BriefingBMJ 1998; 316 doi: https://doi.org/10.1136/bmj.316.7124.3a (Published 03 January 1998) Cite this as: BMJ 1998;316:S3a-7124
Enhancing your people skills “amounts to struggling with a whole host of things that are easier said than done,” it's true, but Peter Honey's book Improve your people skills might be an interesting place to start. This occupational psychologist turned industrial trainer and guru has distilled the wisdom of twenty years of management consulting into a slim volume that covers most interpersonal work behaviours (acquiescence to worry via leadership and manipulation). Although Honey claims to be a behaviourist, his sources are eclectic, and its arrangement - in short alphabetised sections - readily lends itself to a spot of bedtime reading. Honey P. Improve your people skills (2nd ed). London: Institute of Personnel and Development, 1997.
The concept of skill mix is “little understood, elusive to define, and therefore difficult to measure.” So opens Skill mix in primary care, a report of a study of workload, teamwork, delegation and patient satisfaction in primary care. Researchers from the Centre for Health Economics in York studied ten practices selected purposively for their weak and strong skill mixes (the ratio of doctors to nurses). Interestingly, none of the structural characteristics of the practices seemed to predict workload activity or delegation: more important was the “working style” of the practice organisation, which, the report concludes, it is important to identify and monitor. Jenkins-Clarke S, Carr-Hill R, Dixon P, Pringle M. Skill mix in primary care: a study of the interface between the general practitioner and other members of the primary health care team - a final report. York: Centre for Health Economics, 1997.

- Task instructions
A: In the BMJ briefing, how many practices did the researchers from York study?
B: Please quote the BMJ briefing from "BriefingBMJ 1998; 316" to "and Development, 1997.".
C: Decide whether each statement agrees with the BMJ briefing, answering yes or no and quoting the words that settle it: (i) Peter Honey's book is arranged in short alphabetized sections. (ii) The structural characteristics of the practices predicted delegation. (iii) Honey's book draws on thirty years of management consulting.
The items are separate material and not part of the BMJ briefing.

- Provided records
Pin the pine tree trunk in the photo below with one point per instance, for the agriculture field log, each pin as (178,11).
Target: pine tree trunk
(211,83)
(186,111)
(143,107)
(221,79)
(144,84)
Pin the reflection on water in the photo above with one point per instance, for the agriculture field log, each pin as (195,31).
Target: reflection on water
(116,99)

...

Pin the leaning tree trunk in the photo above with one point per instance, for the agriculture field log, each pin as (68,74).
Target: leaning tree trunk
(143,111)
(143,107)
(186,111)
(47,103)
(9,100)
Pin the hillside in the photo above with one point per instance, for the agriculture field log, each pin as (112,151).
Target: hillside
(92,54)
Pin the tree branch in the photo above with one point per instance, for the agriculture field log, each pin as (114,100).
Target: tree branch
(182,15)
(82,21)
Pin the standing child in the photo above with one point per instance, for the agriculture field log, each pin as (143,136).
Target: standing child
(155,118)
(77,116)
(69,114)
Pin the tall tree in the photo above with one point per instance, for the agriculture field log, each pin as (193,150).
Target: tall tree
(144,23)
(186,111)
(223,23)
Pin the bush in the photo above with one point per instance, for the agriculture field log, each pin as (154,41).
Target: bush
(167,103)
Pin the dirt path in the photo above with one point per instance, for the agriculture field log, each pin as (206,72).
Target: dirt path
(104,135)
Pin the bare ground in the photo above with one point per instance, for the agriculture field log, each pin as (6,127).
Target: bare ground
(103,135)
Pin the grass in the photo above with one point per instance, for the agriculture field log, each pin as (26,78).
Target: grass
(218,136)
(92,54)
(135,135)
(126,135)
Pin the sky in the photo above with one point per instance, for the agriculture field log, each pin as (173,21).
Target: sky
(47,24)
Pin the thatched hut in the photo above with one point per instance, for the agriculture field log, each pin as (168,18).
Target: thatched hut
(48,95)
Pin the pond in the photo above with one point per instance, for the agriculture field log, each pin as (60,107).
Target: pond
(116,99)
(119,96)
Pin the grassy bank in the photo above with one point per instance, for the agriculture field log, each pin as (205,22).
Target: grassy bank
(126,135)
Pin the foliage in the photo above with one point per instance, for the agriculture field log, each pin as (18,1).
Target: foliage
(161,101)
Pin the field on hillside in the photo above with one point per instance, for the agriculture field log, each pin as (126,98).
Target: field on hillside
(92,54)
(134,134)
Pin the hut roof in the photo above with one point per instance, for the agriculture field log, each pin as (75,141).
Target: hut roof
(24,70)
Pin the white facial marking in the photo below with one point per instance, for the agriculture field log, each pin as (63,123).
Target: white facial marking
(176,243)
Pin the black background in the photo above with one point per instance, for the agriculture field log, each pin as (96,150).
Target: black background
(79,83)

- Answers to the exercise
A: Ten practices.

B:
BriefingBMJ 1998; 316 doi: https://doi.org/10.1136/bmj.316.7124.3a (Published 03 January 1998) Cite this as: BMJ 1998;316:S3a-7124
Enhancing your people skills “amounts to struggling with a whole host of things that are easier said than done,” it's true, but Peter Honey's book Improve your people skills might be an interesting place to start. This occupational psychologist turned industrial trainer and guru has distilled the wisdom of twenty years of management consulting into a slim volume that covers most interpersonal work behaviours (acquiescence to worry via leadership and manipulation). Although Honey claims to be a behaviourist, his sources are eclectic, and its arrangement - in short alphabetised sections - readily lends itself to a spot of bedtime reading. Honey P. Improve your people skills (2nd ed). London: Institute of Personnel and Development, 1997.

C:
(i) Yes: "its arrangement - in short alphabetised sections"
(ii) No: "none of the structural characteristics of the practices seemed to predict workload activity or delegation"
(iii) No: "the wisdom of twenty years of management consulting"